[begin EXTRACT PROVIDED]
A Primer on TCP

Transmission Control Protocol (TCP) is one of the backbones of the internet, and networking in general for application-level software. It’s important to know how it enables software to talk to each other, and how exactly you write software to utilize it. This post will discuss how TCP enables data to be passed between machines or software, and how the OS and applications make use of it effectively, but not about the inner machinations of TCP implementations, or the three-way handshake, or how flow control works, etc.

The stack

Below TCP lies the other layers of the common networking stack:

  1. Physical (Ethernet cables, WiFi wireless specifications)
  2. Data Link (Ethernet 802.3, WiFi 802.11)
  3. Network (IP)
  4. Transport (TCP, UDP)
  5. Application (HTTP, FTP)

It’s important to know how the Physical and Data Link layers operate, because it defines how everything up the stack operates as well. The key detail is that most data is transmitted as groups of bits.

Physical

At the Physical Layer, there actually is no grouping of bits, as far as I can recall. The Physical Layer is mainly concerned with how to get bits from one end to the other. In most implementations, this involves copper wires, with details on how to best shield them and what bit rates are acceptable for each host to synchronize with, in a way.

Now, it’s entirely possible to connect two computers with only a few wires and add only one more layer on top of this for a protocol of sorts, and have the machines talk to each other. They could use a constant stream of bits for this communication and it could work fine. But the restriction in this situation is that this connection is only allowed to connection the two machines, not one more, and only work for a single purpose. Adding another machine to the physical layer, or switching between sending information for one application vs. another brings up an important question: how do you determine which bits are for which machine, and for which application?
[end EXTRACT PROVIDED]
# [REQUIRED WORK]
A: List the five layers of the common networking stack as the TCP primer names them, in the order given.
B: Extend the TCP primer by writing on from its last sentence.
[begin DATA LINES]
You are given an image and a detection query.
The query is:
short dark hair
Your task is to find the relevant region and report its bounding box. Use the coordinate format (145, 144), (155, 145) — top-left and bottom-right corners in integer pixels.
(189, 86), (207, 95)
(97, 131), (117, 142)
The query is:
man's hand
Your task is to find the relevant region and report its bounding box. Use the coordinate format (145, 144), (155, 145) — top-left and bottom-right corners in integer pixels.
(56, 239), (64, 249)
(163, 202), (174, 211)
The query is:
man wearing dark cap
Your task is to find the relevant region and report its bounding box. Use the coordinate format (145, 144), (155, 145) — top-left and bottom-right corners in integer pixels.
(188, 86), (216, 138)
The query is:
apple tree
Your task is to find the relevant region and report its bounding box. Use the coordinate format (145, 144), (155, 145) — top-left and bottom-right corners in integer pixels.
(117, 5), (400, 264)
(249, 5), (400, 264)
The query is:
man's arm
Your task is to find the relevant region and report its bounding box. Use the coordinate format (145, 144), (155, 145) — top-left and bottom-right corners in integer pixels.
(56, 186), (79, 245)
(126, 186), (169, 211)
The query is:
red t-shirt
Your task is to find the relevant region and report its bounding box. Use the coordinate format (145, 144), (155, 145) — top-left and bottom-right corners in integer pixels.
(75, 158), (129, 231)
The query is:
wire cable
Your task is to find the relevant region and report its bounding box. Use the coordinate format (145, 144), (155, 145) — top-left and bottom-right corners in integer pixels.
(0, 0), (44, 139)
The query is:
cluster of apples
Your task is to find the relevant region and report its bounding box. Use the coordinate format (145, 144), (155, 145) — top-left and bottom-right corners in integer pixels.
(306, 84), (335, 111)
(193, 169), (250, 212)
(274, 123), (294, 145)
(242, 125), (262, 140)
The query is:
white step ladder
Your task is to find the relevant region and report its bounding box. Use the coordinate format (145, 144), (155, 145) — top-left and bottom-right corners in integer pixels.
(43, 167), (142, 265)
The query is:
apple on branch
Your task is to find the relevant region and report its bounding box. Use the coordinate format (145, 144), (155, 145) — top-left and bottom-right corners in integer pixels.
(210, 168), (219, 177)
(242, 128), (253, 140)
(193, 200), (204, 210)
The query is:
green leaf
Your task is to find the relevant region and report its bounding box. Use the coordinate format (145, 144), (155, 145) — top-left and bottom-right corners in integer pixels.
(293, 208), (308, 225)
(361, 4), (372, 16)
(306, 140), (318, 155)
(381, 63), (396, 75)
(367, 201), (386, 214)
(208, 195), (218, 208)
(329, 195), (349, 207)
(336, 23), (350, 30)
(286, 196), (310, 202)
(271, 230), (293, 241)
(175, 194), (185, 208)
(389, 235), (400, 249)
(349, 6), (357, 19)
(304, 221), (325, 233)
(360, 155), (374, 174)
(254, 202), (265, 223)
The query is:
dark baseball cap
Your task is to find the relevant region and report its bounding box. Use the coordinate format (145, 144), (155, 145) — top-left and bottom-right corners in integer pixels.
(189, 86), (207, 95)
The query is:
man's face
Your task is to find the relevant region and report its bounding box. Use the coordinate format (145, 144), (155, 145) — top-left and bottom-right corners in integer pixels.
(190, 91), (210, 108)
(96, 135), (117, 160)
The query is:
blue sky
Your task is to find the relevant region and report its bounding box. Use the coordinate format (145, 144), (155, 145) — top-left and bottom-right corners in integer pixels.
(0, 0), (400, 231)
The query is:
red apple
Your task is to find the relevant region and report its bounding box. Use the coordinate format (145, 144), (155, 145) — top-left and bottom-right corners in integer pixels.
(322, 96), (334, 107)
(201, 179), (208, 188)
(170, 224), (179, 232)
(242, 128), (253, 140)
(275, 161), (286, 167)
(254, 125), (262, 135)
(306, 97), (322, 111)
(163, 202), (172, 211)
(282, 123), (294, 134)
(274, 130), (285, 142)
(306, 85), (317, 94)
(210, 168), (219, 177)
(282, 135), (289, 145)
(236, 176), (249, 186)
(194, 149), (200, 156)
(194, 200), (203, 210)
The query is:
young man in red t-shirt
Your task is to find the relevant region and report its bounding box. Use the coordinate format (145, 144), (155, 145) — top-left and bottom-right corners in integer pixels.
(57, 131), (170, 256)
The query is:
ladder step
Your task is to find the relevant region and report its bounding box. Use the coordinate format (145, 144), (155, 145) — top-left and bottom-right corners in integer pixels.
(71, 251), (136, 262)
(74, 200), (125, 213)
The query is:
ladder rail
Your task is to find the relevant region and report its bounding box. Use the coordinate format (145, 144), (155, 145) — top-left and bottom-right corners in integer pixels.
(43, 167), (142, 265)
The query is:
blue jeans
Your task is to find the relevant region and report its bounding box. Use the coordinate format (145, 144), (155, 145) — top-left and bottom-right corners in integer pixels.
[end DATA LINES]
# [THE REPLIES]
A: Physical, Data Link, Network, Transport, Application

B:
+---------+          +---------+
| Machine |----------| Machine |
|         |   Wire   |         |
+---------+          +---------+

Figure a) A physical network two machines

To answer the first question, we have the Data Link Layer. It’s common for hosts to connect to more than one other physical host using the same connector. Think of Ethernet hubs or switches, or WiFi connections between devices. They use the same physical medium, such as a series of copper wires, or a specific band of the electromagnetic spectrum in the air, and it’s typical for any transmitted bits to be received by all hosts connected and listening. Thus, the data link layer groups bits into frames of data, prefixed with a header to tell all of the hosts which host the frame is destined for (the MAC address). Now, that single stream of bits is separated into different chunks of (usually) constant sizes, with extra information padding it.

What does this mean? Well, we no longer have a simple stream of information we can use, but it begins to open up the possibility for more advanced networking capabilities. We can now direct information from one host machine to another over a physical medium. this doesn’t quite add up to the entire Internet quite yet, though.

+---------+               +---------+
| Machine |---------------| Machine |
|         |       |Wire   |         |
+---------+       |i      +---------+
                  |r
                  |e
                  |
            +---------+
            | Machine |
            |         |
            +---------+

Figure b) A physical network with more than two machines

+----------------------------+
| Header (22 bytes)          |
|----------------------------|
| Frame data (~1500 bytes)   |
|                            |
|----------------------------|
| Trailer (4 bytes)          |
+----------------------------+

Figure c) A rough Ethernet frame

Network

The next step is to be able to direct information not just from one host machine to another over a single physical medium, but over several physical mediums. After all, we can’t have every single computer hooked up to a giant ethernet switch for the entire world (for a lot of reasons that we can’t really get into). We separate out different groups of physical machines into their own networks. And this is where routers come into play. A router can connect one group of machines on an ethernet switch to another, and relay messages back and forth as needed.

This is where the Network Layer comes into play. We want to send a data link frame of data to the router, and have the router send it to a host on the other network it’s connected to. Well, the frame has the header information to have the router pick it up, but now we need more header information so that the router knows where to forward it to. This is represented by the IP packet, which contains IP addresses. We can now connect several networks together, with data link frames to get data from one physical machine to another, and network packets to get data from one machine on a network to another machine on another network.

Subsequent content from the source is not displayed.